• **Task requirements**
Identify each line in the Dataset items below that contains the word "List" and copy all of those lines in full.

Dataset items

◇ ◇ ◇

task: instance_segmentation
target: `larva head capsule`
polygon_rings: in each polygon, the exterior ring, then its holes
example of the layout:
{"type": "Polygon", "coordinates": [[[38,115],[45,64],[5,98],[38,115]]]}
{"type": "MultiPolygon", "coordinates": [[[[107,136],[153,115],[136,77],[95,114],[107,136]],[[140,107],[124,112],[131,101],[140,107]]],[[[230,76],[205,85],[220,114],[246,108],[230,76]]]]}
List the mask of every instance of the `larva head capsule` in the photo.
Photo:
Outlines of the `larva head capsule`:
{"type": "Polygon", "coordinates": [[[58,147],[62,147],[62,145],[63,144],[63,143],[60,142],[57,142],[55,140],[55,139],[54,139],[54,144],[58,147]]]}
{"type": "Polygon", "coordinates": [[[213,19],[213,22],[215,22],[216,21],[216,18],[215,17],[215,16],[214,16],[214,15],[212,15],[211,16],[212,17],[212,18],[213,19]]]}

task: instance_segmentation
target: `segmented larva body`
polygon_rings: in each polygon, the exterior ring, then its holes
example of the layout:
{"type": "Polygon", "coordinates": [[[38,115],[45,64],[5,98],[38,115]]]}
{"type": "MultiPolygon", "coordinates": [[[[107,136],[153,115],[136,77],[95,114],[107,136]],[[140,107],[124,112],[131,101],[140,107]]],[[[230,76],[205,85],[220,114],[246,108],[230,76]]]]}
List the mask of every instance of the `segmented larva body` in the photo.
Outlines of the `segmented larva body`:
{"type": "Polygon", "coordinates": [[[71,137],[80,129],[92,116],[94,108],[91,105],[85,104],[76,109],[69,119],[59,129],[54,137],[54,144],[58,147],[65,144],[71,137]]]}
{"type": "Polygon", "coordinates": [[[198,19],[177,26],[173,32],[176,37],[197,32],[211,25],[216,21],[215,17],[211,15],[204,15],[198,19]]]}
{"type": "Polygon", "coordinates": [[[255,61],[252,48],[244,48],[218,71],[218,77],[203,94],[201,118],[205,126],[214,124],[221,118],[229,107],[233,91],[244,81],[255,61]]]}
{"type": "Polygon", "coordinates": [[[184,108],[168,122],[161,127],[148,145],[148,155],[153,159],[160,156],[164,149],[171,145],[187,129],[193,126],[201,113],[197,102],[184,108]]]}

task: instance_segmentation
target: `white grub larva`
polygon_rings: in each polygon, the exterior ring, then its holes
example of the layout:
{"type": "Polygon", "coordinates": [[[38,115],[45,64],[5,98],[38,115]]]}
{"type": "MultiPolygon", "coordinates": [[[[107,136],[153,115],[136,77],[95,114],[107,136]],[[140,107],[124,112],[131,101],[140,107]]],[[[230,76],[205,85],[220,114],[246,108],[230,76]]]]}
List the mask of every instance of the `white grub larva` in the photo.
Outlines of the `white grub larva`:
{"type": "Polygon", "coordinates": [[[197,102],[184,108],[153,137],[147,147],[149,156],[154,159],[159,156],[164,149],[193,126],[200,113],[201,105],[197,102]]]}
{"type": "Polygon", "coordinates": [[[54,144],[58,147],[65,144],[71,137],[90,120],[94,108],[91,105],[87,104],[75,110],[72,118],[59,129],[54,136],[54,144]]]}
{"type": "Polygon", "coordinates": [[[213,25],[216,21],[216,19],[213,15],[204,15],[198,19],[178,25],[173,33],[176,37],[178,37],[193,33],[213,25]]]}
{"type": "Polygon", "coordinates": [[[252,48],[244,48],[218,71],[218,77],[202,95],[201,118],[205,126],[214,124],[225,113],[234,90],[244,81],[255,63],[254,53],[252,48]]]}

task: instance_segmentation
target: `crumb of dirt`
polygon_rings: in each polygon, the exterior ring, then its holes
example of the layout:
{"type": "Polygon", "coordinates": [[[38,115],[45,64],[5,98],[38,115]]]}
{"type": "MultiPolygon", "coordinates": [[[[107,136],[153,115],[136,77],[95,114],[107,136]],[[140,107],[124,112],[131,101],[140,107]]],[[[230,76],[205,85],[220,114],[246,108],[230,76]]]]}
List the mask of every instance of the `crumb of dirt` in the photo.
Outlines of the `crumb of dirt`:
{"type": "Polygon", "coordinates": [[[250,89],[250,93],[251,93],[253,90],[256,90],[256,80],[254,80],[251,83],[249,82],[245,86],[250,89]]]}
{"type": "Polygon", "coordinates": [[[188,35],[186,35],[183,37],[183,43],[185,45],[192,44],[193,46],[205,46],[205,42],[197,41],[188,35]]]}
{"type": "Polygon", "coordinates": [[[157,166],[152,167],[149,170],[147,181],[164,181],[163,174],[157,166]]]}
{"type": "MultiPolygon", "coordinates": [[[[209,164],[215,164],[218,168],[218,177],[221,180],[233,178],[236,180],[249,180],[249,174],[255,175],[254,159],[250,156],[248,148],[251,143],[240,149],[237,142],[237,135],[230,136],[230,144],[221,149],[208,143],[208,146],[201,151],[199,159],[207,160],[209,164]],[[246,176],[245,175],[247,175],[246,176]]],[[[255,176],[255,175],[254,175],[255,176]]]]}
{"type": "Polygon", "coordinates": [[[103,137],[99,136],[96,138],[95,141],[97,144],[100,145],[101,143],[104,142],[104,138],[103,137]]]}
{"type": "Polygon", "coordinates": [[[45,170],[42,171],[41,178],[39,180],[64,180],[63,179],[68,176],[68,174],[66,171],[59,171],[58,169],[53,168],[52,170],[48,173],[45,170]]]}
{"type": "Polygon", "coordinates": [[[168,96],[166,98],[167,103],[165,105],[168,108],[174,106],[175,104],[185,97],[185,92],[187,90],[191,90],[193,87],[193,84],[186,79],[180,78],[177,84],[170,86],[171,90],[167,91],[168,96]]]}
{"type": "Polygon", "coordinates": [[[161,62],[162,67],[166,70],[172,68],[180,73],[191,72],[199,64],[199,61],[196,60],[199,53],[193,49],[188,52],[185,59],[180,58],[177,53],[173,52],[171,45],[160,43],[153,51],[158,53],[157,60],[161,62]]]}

◇ ◇ ◇

• **Task response**
List the mask of every instance of the `larva head capsule` in the photo.
List the mask of every instance of the `segmented larva body` in the photo.
List the mask of every instance of the `white grub larva` in the photo.
List the mask of every instance of the `crumb of dirt` in the photo.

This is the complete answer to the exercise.